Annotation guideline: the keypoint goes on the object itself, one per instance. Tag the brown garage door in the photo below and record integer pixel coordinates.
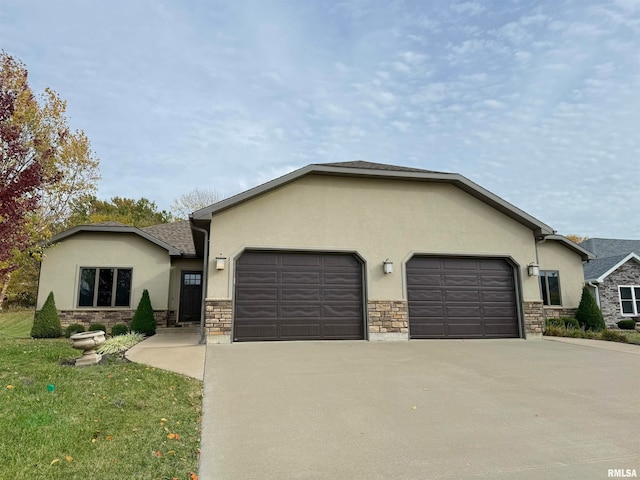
(461, 298)
(298, 296)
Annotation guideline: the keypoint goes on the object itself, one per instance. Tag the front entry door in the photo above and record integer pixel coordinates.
(190, 296)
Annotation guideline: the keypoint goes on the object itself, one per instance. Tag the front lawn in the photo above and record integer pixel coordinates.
(114, 420)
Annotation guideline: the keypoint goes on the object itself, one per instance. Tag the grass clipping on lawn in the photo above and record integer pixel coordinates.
(113, 420)
(120, 343)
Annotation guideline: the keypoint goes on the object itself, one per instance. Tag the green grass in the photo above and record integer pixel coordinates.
(101, 422)
(16, 323)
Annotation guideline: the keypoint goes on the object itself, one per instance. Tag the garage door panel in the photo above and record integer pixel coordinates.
(426, 295)
(461, 297)
(418, 279)
(318, 296)
(344, 294)
(299, 294)
(300, 277)
(257, 277)
(259, 294)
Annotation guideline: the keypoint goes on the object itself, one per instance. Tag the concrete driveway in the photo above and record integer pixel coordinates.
(487, 409)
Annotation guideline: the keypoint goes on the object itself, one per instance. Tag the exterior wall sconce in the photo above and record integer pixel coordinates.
(387, 266)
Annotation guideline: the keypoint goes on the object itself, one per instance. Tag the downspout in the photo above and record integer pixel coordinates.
(205, 278)
(593, 284)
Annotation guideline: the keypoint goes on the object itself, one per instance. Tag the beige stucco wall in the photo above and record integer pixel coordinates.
(61, 267)
(177, 267)
(552, 255)
(376, 218)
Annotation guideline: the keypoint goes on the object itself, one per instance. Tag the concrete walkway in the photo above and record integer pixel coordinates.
(175, 349)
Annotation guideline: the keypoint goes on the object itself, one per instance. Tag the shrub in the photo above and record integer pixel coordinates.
(570, 322)
(589, 314)
(627, 324)
(120, 343)
(73, 328)
(613, 336)
(143, 320)
(46, 323)
(119, 329)
(554, 322)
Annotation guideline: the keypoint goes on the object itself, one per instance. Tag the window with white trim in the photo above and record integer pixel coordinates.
(629, 300)
(550, 286)
(105, 287)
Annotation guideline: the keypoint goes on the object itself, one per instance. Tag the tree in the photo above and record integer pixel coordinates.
(576, 238)
(194, 200)
(138, 213)
(143, 320)
(46, 323)
(44, 166)
(588, 313)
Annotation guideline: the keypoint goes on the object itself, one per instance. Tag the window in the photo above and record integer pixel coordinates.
(550, 286)
(629, 300)
(105, 287)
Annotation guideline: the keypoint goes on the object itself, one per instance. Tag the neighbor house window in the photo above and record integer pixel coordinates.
(105, 287)
(630, 299)
(550, 286)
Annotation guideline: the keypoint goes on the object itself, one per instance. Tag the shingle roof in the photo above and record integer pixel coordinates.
(376, 166)
(598, 267)
(609, 253)
(608, 247)
(177, 234)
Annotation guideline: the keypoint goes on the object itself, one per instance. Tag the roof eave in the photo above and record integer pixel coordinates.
(173, 252)
(541, 229)
(583, 252)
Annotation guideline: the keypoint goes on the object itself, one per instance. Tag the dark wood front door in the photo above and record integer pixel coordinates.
(458, 297)
(298, 296)
(190, 296)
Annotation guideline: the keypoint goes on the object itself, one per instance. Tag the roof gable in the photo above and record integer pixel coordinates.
(115, 227)
(375, 170)
(599, 269)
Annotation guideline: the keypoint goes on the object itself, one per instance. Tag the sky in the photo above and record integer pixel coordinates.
(538, 102)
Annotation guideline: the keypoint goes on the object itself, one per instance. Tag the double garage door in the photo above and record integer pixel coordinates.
(309, 296)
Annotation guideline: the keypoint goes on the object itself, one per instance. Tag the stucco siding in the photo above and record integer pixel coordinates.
(627, 274)
(61, 267)
(375, 218)
(553, 255)
(178, 266)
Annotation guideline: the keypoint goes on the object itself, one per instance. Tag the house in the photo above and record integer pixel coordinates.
(352, 250)
(614, 277)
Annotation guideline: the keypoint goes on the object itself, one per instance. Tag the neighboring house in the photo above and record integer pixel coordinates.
(352, 250)
(614, 277)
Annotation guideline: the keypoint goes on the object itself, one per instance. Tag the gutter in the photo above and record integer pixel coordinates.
(205, 278)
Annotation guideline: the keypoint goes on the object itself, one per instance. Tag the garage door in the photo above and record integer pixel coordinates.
(461, 298)
(298, 296)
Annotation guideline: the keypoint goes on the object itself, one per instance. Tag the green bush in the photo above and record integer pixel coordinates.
(554, 322)
(143, 320)
(589, 315)
(119, 329)
(627, 324)
(46, 323)
(73, 328)
(570, 322)
(613, 336)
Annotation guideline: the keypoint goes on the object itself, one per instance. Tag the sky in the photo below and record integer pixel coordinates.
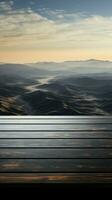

* _PROBLEM TO SOLVE_: A verbatim retyping of the listing, without any pictures, is the expected answer.

* _ANSWER TO THE PROBLEM_:
Annotation guideline: the keypoint goes on the object itself, one per instance. Tag the brown garage door in the photo below and record integer pixel coordinates.
(461, 298)
(298, 296)
Annotation guideline: the keypoint goes on the object itself, one per instance. Tag the front entry door in the photo above and record integer pixel coordinates.
(190, 296)
Annotation guideline: the keypoint goes on the object itself, one per instance. Tag the front lawn in the photo above and record integer pixel coordinates.
(114, 420)
Annotation guideline: the keypoint goes on the object itself, one per instance. Tag the grass clipping on lawn in the photo above and record integer pixel coordinates.
(113, 420)
(120, 343)
Annotation guideline: the keypoint goes on the object itself, one per instance. Tag the green grass in the photo above and record integer pixel coordinates.
(101, 422)
(16, 323)
Annotation guideline: the keypoint goes on the object itself, one per instance. Tag the garage door panel in the photo above and record integer pixel coordinates.
(426, 295)
(461, 297)
(418, 279)
(318, 296)
(344, 294)
(299, 294)
(300, 277)
(257, 277)
(259, 294)
Annotation guideline: the keypoint goes on the object itself, one per instance. Tag the concrete driveway in the photo above and record integer pixel coordinates.
(487, 409)
Annotation guideline: the keypoint goes on the object itself, one per instance. Tag the exterior wall sconce in the photo above and record integer pixel coordinates.
(387, 266)
Annotation guideline: the keypoint goes on the object itself, one per instance. Tag the downspout in the photo above and record integer pixel coordinates.
(205, 278)
(593, 284)
Annotation guideline: the keypoint goes on the object itself, one per instance. Tag the beige stucco wall in the photo above and record integer pixel coordinates.
(61, 267)
(177, 267)
(552, 255)
(376, 218)
Annotation guideline: the keypoint goes on the object itself, one per instance. Tag the concrete walkway in the photo above and record integer pixel coordinates.
(175, 349)
Annotation guideline: the keypoint goes on the object itself, one per instance. Tag the shrub in the photo above and record integer pixel coordinates.
(570, 322)
(589, 314)
(627, 324)
(120, 343)
(73, 328)
(613, 336)
(143, 320)
(46, 323)
(119, 329)
(554, 322)
Annotation guideline: the keypoint goes on the object itself, one per instance. Tag the window with white trim in the photo above and record integer pixel coordinates.
(629, 300)
(550, 286)
(105, 287)
Annotation guideline: the keypoint goes on the object itself, one per instance. Tag the tree in the photo above and record integer pixel coordinates.
(576, 238)
(194, 200)
(138, 213)
(143, 320)
(46, 323)
(44, 166)
(588, 313)
Annotation guideline: the keypoint goes on the object itself, one per instance. Tag the window in the photo above and record integer pixel coordinates.
(550, 286)
(629, 300)
(105, 287)
Annotation guideline: the keypoint goes on the object itself, one per instance. Tag the neighbor house window in the photo above and record integer pixel coordinates.
(105, 287)
(630, 299)
(550, 286)
Annotation guideline: the keypoint goes on the object itself, one per instance. Tag the shingle roof in the photo above and record integer pixel coordinates.
(376, 166)
(598, 267)
(609, 253)
(608, 247)
(177, 234)
Annotation guideline: the keypoint goes on the object itself, one per instance. Tag the roof eave in the photo above and record integer pixel coordinates.
(173, 252)
(541, 229)
(583, 252)
Annotation guideline: the keypoint goes on the object itself, one per instance. Tag the dark wood front door in the photo above and record integer pixel coordinates.
(458, 297)
(298, 296)
(190, 296)
Annotation guideline: the keypoint goes on the object itself, one per instance. Tag the roof gable in the photo above and record integer pixel coordinates.
(115, 227)
(375, 170)
(599, 269)
Annotation guideline: the keypoint goes on the object itself, one per instance. Tag the sky in the photo above and record integer pixel coordinates.
(538, 102)
Annotation guideline: the keypoint goes on the object itself, one per instance. Tag the double garage door in the photo above and record integer pixel coordinates.
(309, 296)
Annotation guideline: the keypoint goes on the object itself, one per instance. Tag the stucco siding in the photo above and record integer pixel coordinates.
(627, 274)
(61, 267)
(375, 218)
(553, 255)
(178, 266)
Annotation guideline: the keypoint goes on the object itself, one per instance. Tag the house in the photo above and record integer pixel coordinates.
(352, 250)
(614, 277)
Annotation guideline: the keypoint goes on the object itself, one per instance. Tag the neighboring house in the photo above and record integer pixel coordinates.
(352, 250)
(614, 277)
Annotation guideline: the keypoint goes on the object itself, one per instance. Tag the gutter in the photo above and record integer pixel coordinates.
(205, 278)
Annotation guideline: the keypoint goes on the object itself, one per instance. Tag the garage door in the photo above and record integer pixel coordinates.
(461, 298)
(298, 296)
Annotation guideline: the keypoint goes on the object itself, one per instance. Tag the green bush in the photo above and record integer pixel coordinates.
(554, 322)
(143, 320)
(589, 315)
(119, 329)
(627, 324)
(46, 323)
(73, 328)
(570, 322)
(613, 336)
Annotation guideline: the keypoint goes on the object itself, one per instance. Tag the sky in the photo below and record integer pixel coordinates.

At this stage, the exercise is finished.